Task objective: Once the pictures are set aside, reproduce the entries below exactly.

Collected data:
· · · · · · ·

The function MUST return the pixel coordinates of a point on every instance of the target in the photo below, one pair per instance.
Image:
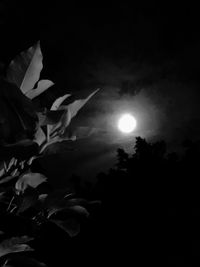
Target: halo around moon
(127, 123)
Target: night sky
(145, 59)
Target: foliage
(27, 201)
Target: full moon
(127, 123)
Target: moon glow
(127, 123)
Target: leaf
(78, 104)
(8, 178)
(27, 200)
(14, 245)
(24, 70)
(40, 136)
(59, 101)
(54, 107)
(2, 171)
(71, 111)
(71, 226)
(29, 179)
(50, 117)
(23, 261)
(42, 86)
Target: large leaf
(42, 86)
(40, 136)
(71, 226)
(18, 118)
(14, 245)
(27, 200)
(66, 212)
(23, 261)
(24, 70)
(29, 180)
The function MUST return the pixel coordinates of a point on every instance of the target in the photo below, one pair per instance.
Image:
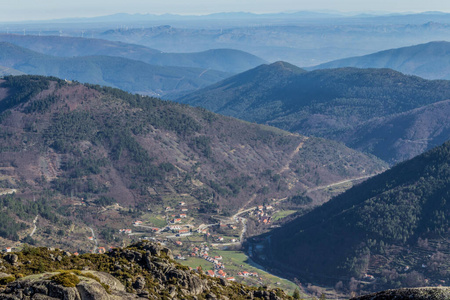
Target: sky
(20, 10)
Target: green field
(236, 261)
(157, 221)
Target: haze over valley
(168, 153)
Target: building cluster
(202, 252)
(263, 213)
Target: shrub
(66, 279)
(6, 280)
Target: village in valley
(213, 248)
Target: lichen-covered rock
(11, 258)
(41, 287)
(144, 270)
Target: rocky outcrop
(432, 293)
(144, 270)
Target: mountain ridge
(334, 104)
(130, 75)
(425, 60)
(224, 60)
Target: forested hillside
(393, 226)
(336, 104)
(80, 154)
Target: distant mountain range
(4, 71)
(78, 143)
(130, 75)
(373, 110)
(430, 61)
(393, 227)
(225, 60)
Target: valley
(233, 155)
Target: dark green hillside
(130, 75)
(327, 103)
(429, 60)
(225, 60)
(397, 219)
(398, 137)
(4, 71)
(81, 149)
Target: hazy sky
(18, 10)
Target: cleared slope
(77, 143)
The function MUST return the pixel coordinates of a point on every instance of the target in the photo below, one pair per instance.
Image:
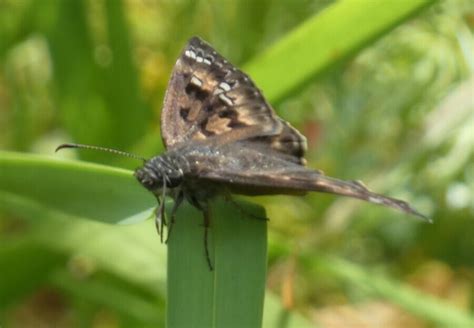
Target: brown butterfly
(222, 137)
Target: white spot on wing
(224, 86)
(225, 99)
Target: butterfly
(223, 137)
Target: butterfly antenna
(109, 150)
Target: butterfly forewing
(209, 99)
(218, 122)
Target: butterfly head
(158, 173)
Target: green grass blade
(232, 294)
(77, 189)
(423, 305)
(324, 40)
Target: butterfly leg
(160, 220)
(203, 206)
(178, 200)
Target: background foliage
(399, 115)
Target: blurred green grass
(397, 115)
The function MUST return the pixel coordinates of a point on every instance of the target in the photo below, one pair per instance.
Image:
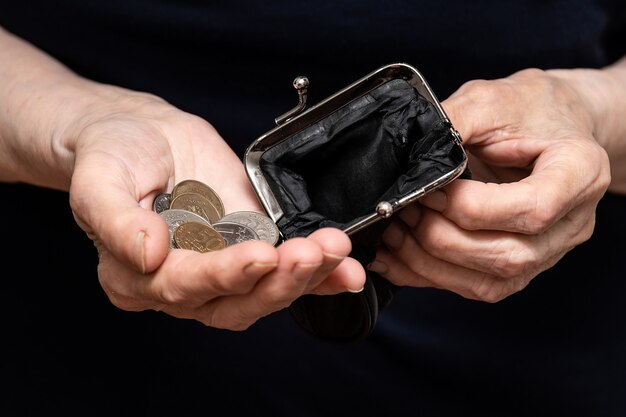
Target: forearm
(604, 94)
(38, 98)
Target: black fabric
(556, 348)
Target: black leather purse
(352, 161)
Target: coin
(235, 232)
(264, 227)
(198, 187)
(196, 203)
(198, 237)
(175, 218)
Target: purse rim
(371, 81)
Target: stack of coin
(196, 220)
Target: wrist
(602, 95)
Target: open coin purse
(352, 161)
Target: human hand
(538, 174)
(129, 147)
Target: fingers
(427, 249)
(233, 287)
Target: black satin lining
(379, 147)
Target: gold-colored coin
(198, 187)
(198, 204)
(198, 237)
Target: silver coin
(235, 232)
(162, 202)
(176, 217)
(264, 227)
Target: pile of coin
(196, 220)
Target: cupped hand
(538, 175)
(136, 146)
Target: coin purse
(353, 161)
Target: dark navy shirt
(555, 348)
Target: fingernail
(378, 267)
(258, 268)
(436, 200)
(140, 239)
(393, 236)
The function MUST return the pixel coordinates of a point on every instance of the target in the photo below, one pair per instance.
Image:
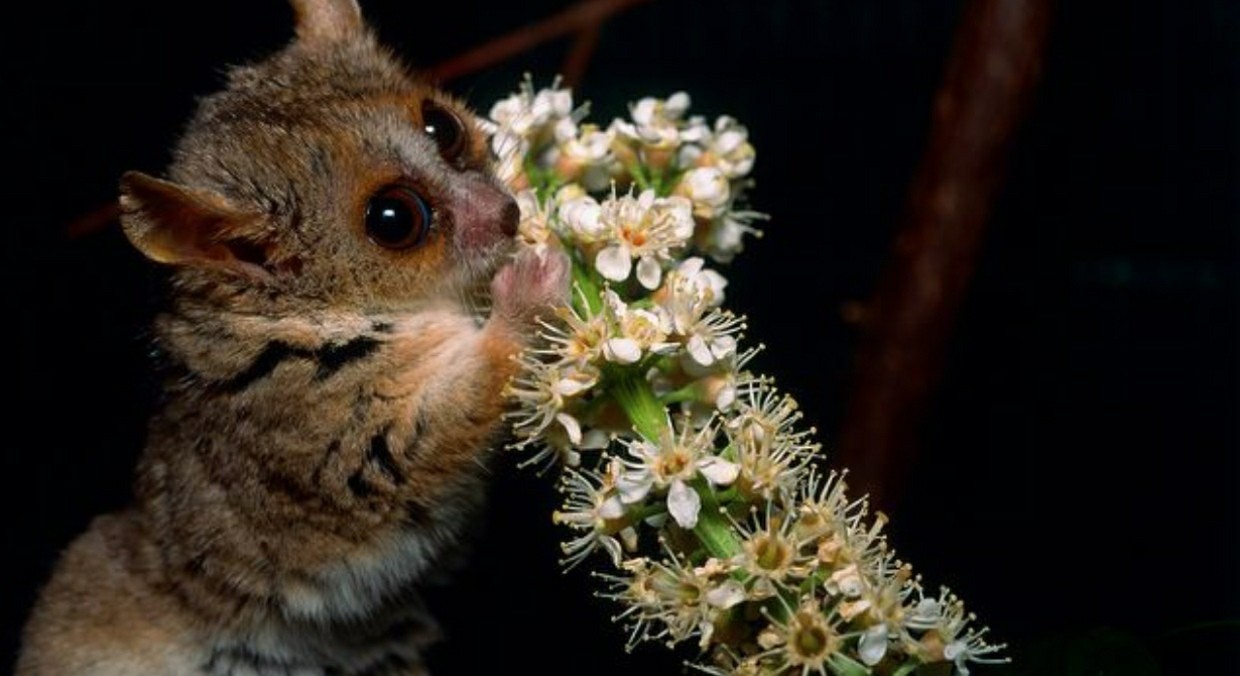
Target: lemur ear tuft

· · · · · · ·

Written solution:
The function MUST return the pixel coordinates of a point on every instance of the target in the photo below, one pair per instance.
Image:
Target: halo around moon
(127, 123)
Target: night sky
(145, 59)
Target: foliage
(27, 201)
Target: full moon
(127, 123)
Target: moon glow
(127, 123)
Target: leaf
(78, 104)
(8, 178)
(27, 200)
(14, 245)
(24, 70)
(40, 136)
(59, 101)
(54, 107)
(2, 171)
(71, 111)
(71, 226)
(29, 179)
(50, 117)
(23, 261)
(42, 86)
Target: large leaf
(42, 86)
(40, 136)
(71, 226)
(18, 118)
(14, 245)
(27, 200)
(66, 212)
(23, 261)
(24, 70)
(29, 180)
The function MUST return the pixel coordinates of a point on every instance of the target in the photo below, one pair per instance.
Image:
Target: sky
(20, 10)
Target: green field
(236, 261)
(157, 221)
Target: haze over valley
(168, 153)
Target: building cluster
(202, 252)
(263, 213)
Target: shrub
(66, 279)
(6, 280)
Target: village in valley
(213, 248)
Target: lichen-covered rock
(11, 258)
(41, 287)
(144, 270)
Target: rocky outcrop
(432, 293)
(144, 270)
Target: mountain ridge
(334, 104)
(130, 75)
(425, 60)
(224, 60)
Target: forested hillside
(393, 226)
(336, 104)
(80, 154)
Target: distant mountain range
(4, 71)
(78, 143)
(130, 75)
(373, 110)
(430, 61)
(393, 227)
(225, 60)
Target: valley
(233, 155)
Target: dark green hillside
(130, 75)
(327, 103)
(429, 60)
(225, 60)
(397, 219)
(398, 137)
(4, 71)
(81, 149)
Target: hazy sky
(18, 10)
Target: cleared slope
(77, 143)
The function MUST return the pixel coordinates of a point on every instance of the target in the photo below, one pair per instance.
Image:
Target: brown butterfly
(222, 137)
Target: white spot on wing
(224, 86)
(225, 99)
Target: butterfly
(223, 137)
Target: butterfly antenna
(109, 150)
Target: butterfly forewing
(209, 99)
(218, 122)
Target: butterfly head
(158, 173)
Target: green grass blade
(232, 294)
(77, 189)
(423, 305)
(324, 40)
Target: butterfly leg
(160, 220)
(203, 206)
(178, 200)
Target: background foliage
(399, 115)
Target: blurred green grass
(397, 115)
The function MUST return the pixel coordinates of a point on every instance of the target in the photo below, one pair per instance.
Image:
Target: forearm
(604, 94)
(38, 98)
Target: black fabric
(556, 348)
Target: black leather purse
(352, 161)
Target: coin
(235, 232)
(264, 227)
(198, 187)
(196, 203)
(198, 237)
(175, 218)
Target: purse rim
(371, 81)
Target: stack of coin
(196, 220)
Target: wrist
(602, 95)
Target: open coin purse
(352, 161)
Target: human hand
(538, 174)
(129, 147)
Target: fingers
(427, 249)
(233, 287)
Target: black satin lining
(379, 147)
Target: gold-colored coin
(198, 187)
(198, 204)
(198, 237)
Target: silver coin
(235, 232)
(162, 202)
(176, 217)
(264, 227)
Target: pile of coin
(196, 220)
Target: cupped hand
(538, 175)
(136, 146)
Target: coin purse
(353, 161)
Target: dark navy shirt
(555, 348)
Target: fingernail
(378, 267)
(258, 268)
(436, 200)
(140, 239)
(393, 236)
The function MUST return the pixel coordinates of a point on every instance of the target in the photo below, one pair per instance.
Image:
Target: lemur ear tuft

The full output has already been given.